JOB:
Using the entries below, return word for word the lines from the one containing "request: draw the outline of every instance of the wall" up to and including the last.

(Records from a data collection)

--------------------------------

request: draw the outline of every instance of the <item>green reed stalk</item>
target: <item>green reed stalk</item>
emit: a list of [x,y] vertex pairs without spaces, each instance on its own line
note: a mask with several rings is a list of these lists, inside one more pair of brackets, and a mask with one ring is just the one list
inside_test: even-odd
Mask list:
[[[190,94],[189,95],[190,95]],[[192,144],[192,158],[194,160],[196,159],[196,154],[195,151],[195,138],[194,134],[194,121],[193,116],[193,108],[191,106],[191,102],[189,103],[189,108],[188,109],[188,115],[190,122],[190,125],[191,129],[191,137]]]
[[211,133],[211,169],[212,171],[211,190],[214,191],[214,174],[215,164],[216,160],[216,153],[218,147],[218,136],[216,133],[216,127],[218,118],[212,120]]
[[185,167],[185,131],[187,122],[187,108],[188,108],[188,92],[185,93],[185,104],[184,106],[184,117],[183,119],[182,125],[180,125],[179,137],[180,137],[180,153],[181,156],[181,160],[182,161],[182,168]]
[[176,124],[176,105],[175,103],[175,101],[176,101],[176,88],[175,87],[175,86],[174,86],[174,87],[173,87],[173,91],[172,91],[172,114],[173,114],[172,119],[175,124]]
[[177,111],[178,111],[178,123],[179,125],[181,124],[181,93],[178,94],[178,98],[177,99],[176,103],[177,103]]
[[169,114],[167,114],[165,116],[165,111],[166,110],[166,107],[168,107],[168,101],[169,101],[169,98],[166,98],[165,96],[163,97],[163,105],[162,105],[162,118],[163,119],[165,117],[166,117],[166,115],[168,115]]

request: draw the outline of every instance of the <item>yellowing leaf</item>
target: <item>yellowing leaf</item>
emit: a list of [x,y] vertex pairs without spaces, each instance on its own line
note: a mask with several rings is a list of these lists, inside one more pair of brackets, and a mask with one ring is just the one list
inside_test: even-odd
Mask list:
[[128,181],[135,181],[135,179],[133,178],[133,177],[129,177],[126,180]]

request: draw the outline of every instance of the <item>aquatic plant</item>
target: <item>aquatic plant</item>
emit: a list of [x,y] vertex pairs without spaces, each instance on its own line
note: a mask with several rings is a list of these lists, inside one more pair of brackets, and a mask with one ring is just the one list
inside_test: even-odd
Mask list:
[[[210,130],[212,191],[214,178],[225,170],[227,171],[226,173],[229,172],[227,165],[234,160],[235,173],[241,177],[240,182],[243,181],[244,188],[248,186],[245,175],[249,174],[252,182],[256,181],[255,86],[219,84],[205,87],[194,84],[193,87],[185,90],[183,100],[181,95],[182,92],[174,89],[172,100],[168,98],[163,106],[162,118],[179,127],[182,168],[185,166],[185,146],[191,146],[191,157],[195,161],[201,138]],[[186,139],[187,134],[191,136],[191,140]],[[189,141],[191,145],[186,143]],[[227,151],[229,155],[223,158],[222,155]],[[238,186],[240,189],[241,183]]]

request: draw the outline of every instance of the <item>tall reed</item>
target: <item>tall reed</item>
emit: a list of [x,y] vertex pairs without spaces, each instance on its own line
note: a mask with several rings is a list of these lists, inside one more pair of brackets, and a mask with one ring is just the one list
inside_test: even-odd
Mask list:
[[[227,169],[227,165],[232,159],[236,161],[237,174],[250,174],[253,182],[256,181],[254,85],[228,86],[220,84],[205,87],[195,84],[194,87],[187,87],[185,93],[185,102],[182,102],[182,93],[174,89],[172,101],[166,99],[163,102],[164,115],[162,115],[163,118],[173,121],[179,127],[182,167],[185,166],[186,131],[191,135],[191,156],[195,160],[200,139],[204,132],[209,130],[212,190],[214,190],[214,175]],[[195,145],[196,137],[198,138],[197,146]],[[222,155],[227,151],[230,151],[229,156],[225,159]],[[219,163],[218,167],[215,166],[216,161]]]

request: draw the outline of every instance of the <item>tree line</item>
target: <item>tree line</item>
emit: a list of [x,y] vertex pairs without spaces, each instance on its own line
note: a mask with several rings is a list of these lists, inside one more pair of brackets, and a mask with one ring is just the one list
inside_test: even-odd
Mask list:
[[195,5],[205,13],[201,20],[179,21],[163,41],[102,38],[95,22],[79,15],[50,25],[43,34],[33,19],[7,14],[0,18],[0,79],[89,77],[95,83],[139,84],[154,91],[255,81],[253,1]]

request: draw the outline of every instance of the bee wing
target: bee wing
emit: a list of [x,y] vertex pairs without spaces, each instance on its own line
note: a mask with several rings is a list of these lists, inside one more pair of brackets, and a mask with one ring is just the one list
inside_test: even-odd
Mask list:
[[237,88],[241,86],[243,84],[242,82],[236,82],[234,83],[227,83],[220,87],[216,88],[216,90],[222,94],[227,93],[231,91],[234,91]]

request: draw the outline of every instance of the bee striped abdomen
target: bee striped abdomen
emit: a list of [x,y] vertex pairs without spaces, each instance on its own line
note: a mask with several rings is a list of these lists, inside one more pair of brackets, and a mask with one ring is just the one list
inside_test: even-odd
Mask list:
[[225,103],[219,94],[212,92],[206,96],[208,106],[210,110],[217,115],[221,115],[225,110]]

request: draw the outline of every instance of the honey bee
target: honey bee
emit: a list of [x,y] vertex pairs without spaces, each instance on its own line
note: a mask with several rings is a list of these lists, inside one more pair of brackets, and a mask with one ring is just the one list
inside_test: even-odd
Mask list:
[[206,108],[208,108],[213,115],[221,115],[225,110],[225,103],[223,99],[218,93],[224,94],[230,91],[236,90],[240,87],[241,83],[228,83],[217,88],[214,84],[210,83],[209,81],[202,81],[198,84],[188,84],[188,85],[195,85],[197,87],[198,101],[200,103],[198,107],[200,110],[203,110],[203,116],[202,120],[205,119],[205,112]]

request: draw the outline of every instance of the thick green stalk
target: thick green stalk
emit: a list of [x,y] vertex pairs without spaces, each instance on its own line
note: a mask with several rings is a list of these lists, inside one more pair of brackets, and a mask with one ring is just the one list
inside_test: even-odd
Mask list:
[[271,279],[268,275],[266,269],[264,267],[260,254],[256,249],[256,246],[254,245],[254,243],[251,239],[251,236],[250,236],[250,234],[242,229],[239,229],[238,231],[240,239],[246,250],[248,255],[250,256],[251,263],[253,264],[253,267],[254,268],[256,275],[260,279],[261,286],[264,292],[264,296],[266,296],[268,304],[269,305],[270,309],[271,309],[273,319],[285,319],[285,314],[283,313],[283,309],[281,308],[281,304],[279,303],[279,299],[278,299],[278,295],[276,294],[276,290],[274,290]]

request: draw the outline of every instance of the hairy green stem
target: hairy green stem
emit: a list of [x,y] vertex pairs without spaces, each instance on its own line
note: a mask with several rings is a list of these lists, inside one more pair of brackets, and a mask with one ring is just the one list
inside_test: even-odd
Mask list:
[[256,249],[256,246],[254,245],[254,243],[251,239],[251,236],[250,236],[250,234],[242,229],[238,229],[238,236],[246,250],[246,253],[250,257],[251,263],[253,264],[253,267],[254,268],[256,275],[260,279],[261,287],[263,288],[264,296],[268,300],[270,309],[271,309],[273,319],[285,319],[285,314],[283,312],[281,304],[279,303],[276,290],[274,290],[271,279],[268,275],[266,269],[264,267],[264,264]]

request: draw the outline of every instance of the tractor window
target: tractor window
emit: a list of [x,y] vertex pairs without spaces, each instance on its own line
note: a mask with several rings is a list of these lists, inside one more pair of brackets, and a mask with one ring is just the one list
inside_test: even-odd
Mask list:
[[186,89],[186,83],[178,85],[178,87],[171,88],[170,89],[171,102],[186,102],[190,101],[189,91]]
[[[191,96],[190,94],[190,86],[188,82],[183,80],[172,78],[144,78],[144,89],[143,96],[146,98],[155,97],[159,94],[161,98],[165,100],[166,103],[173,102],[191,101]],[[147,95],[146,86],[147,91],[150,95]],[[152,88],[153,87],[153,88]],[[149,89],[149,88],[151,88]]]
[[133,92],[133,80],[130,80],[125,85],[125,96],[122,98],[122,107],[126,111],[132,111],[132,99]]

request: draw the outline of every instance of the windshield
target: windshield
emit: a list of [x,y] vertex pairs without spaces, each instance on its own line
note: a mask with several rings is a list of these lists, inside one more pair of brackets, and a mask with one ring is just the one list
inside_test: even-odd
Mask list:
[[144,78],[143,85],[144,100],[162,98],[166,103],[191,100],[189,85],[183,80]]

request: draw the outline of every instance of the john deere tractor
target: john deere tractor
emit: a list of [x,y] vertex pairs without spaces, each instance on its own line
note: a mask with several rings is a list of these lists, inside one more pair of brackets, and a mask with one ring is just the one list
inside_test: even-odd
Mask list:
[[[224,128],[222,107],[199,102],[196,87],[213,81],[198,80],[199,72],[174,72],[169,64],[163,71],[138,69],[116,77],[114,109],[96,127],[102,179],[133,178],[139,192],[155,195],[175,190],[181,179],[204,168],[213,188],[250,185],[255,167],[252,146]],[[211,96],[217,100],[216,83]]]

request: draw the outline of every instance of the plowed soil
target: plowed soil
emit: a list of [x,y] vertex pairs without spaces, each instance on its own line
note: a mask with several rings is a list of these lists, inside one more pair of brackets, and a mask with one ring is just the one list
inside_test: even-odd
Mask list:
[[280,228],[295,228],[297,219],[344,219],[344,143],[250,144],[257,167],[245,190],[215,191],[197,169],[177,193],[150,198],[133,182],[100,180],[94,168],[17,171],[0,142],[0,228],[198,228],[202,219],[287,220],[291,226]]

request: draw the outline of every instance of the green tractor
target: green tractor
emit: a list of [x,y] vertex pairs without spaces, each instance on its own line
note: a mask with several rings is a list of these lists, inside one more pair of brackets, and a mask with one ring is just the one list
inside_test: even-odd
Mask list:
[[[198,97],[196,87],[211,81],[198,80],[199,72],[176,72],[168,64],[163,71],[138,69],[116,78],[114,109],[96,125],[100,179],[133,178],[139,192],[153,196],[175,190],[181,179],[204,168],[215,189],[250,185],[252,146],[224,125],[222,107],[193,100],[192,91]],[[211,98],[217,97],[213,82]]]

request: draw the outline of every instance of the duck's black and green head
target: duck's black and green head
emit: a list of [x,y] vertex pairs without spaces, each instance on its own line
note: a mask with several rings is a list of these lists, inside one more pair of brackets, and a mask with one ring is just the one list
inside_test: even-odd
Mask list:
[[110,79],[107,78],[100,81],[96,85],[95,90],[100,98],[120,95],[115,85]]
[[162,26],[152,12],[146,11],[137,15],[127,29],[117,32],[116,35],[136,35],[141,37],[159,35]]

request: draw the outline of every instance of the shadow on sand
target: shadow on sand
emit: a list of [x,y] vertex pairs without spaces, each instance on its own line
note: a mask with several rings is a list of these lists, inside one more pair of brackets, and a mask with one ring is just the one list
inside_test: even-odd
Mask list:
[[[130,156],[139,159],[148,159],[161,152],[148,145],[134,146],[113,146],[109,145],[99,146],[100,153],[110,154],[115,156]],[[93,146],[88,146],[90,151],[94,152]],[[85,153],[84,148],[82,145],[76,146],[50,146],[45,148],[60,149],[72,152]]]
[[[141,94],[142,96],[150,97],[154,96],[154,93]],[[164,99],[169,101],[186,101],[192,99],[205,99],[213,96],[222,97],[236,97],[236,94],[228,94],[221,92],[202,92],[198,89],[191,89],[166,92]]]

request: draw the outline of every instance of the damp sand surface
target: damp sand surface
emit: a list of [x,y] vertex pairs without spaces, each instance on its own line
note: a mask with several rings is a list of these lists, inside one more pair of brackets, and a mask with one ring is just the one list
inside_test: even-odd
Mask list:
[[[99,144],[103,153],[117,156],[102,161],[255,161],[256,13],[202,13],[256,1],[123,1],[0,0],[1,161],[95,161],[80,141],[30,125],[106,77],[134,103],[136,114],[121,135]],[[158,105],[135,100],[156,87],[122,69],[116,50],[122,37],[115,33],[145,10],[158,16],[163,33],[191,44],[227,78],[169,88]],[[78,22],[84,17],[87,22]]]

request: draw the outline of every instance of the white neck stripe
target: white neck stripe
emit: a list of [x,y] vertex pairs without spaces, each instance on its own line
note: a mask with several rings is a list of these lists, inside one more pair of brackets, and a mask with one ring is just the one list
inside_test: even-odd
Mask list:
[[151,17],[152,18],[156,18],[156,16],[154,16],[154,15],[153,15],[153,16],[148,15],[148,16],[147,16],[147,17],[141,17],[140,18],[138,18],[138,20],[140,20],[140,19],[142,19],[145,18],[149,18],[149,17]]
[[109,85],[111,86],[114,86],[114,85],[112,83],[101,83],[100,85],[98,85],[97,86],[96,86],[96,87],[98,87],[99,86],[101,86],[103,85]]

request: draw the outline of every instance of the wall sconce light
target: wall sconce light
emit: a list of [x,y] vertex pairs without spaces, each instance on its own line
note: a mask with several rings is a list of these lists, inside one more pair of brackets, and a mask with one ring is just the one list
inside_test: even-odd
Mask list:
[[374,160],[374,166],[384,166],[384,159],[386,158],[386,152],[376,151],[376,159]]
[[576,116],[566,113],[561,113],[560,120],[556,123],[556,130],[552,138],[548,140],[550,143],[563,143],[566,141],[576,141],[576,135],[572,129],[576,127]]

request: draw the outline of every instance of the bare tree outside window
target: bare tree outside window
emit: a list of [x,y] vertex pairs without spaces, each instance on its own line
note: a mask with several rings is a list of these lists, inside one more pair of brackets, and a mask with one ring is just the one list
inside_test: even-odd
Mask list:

--------------------------------

RESULT OF THE EXERCISE:
request: draw the outline of every instance of the wall sconce light
target: wall sconce light
emit: a list of [x,y] vertex pairs without spaces, each instance on its own line
note: a mask with several rings is a list of these lists, inside one more pair of brackets, and a mask with one ring is just the one list
inside_test: even-odd
Mask list:
[[374,160],[374,166],[384,166],[384,159],[386,158],[386,152],[376,151],[376,159]]
[[576,116],[566,113],[561,113],[560,120],[556,123],[556,130],[552,138],[548,140],[550,143],[563,143],[566,141],[576,141],[576,135],[572,129],[576,127]]

request: draw the outline of every instance of the bare tree outside window
target: bare tree outside window
emit: a list of [x,y] vertex pairs without spaces, each instance on its own line
note: a mask with several rings is a list of these lists, inside one more pair of brackets, and a mask with one ring is just the one list
inside_test: even-odd
Mask list:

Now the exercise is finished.